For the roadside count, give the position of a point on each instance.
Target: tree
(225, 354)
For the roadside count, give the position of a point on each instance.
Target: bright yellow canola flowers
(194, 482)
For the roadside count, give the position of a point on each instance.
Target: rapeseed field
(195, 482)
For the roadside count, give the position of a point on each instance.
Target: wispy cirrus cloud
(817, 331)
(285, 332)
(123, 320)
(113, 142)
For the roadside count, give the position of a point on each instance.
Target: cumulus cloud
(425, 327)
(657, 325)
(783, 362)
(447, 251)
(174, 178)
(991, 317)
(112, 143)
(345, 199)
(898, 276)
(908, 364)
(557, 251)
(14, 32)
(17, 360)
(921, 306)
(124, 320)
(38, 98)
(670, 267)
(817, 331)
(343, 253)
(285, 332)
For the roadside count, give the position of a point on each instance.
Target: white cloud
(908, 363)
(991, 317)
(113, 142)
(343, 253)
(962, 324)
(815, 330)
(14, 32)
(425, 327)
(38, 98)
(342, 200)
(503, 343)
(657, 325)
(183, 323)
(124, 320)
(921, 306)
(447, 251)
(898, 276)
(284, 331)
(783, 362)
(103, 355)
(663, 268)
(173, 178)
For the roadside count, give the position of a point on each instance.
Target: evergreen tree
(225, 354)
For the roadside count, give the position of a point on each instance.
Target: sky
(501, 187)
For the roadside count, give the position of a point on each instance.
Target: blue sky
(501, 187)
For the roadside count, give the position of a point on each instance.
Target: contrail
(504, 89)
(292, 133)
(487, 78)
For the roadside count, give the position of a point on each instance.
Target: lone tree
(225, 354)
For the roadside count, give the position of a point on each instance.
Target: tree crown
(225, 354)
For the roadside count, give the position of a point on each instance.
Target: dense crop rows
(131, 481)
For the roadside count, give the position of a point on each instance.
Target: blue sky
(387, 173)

________________________

-- Required task --
Repeat the material word for word, in full.

-- Full output --
For the roadside count, give the position of a point on each instance.
Target: tree
(225, 354)
For the roadside count, give the position of a point on each instance.
Target: bright yellow canola flowers
(194, 482)
For the roadside count, give the position of a point on each instance.
Target: rapeseed field
(195, 482)
For the roadside count, give the position of a point on each instance.
Target: wispy cirrus cloud
(817, 331)
(285, 332)
(123, 320)
(113, 142)
For the roadside count, give the position of a point on each instance.
Target: cumulus cloud
(425, 327)
(657, 325)
(783, 362)
(447, 251)
(174, 178)
(991, 317)
(112, 143)
(345, 199)
(898, 276)
(908, 364)
(557, 251)
(14, 32)
(17, 360)
(921, 306)
(124, 320)
(38, 98)
(670, 267)
(817, 331)
(343, 253)
(285, 332)
For the roadside count, give the position of a point on each instance.
Target: white cloud
(908, 363)
(991, 317)
(113, 142)
(343, 253)
(962, 324)
(815, 330)
(14, 32)
(425, 327)
(38, 98)
(342, 200)
(503, 343)
(657, 325)
(183, 323)
(124, 320)
(921, 306)
(447, 251)
(898, 276)
(284, 331)
(783, 362)
(103, 355)
(663, 268)
(173, 178)
For the roadside count, give the position of a point on each instance.
Target: evergreen tree
(225, 354)
For the roadside count, give the position of a point on each instance.
Target: sky
(501, 187)
For the roadside count, give the position of a point on each instance.
Target: blue sky
(501, 187)
For the roadside count, give the position of a point on each instance.
Target: contrail
(504, 89)
(292, 133)
(487, 78)
For the roadside count, give the position of a point on each instance.
Target: lone tree
(225, 354)
For the roadside count, give the position of a point on each instance.
Target: tree crown
(225, 354)
For the roadside count, give the position of a point on each instance.
Target: dense crop rows
(131, 481)
For the roadside count, give the position of a point on each instance.
Target: blue sky
(387, 173)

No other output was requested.